▶ _What is required_
Copy the lines below, swapping "top-left corner" for "upper-left corner" wherever it occurs and leaving everything else unchanged.

Dataset entries
==========
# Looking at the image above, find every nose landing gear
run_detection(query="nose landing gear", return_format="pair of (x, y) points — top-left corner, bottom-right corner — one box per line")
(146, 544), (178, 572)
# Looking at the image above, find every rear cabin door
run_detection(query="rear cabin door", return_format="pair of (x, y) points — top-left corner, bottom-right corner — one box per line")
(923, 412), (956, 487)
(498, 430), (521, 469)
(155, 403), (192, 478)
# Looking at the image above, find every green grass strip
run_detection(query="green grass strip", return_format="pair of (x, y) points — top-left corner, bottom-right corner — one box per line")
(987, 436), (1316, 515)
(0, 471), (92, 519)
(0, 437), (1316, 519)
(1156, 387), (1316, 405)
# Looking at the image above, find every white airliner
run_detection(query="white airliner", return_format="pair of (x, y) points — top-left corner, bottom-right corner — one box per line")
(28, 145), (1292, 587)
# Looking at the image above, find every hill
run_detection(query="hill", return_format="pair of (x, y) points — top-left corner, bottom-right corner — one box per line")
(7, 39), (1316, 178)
==========
▶ _Task output_
# Looking at the image above, find every nose landing gear
run_detection(query="nose landing gear", return_format="pair of (x, y) points — upper-left corner, bottom-right corner — one box per line")
(146, 544), (178, 572)
# Looking at the image above, find every rear cabin door
run_detection(query="rear cabin door", return_format="pair of (x, y) points — upper-left corner, bottom-right corner — one box per line")
(923, 412), (956, 487)
(498, 430), (521, 469)
(155, 403), (192, 478)
# Looking at the image above, find every green grass strip
run_detection(query="green grass strip", return_format="pair of (x, y) points — upper-left corner, bottom-right corner — one box per line")
(987, 436), (1316, 515)
(0, 471), (92, 519)
(0, 437), (1316, 519)
(1156, 387), (1316, 405)
# Looking at the image above, find every white airliner
run_detection(query="white airliner", return_format="pair of (x, y) points — upper-left corner, bottom-right corner — one box per line")
(28, 145), (1292, 587)
# Looking at the image above, find every hill
run_detection(query="hill", return_format="pair of (x, y) points — upper-left corner, bottom-right corner — one box per line")
(7, 39), (1316, 178)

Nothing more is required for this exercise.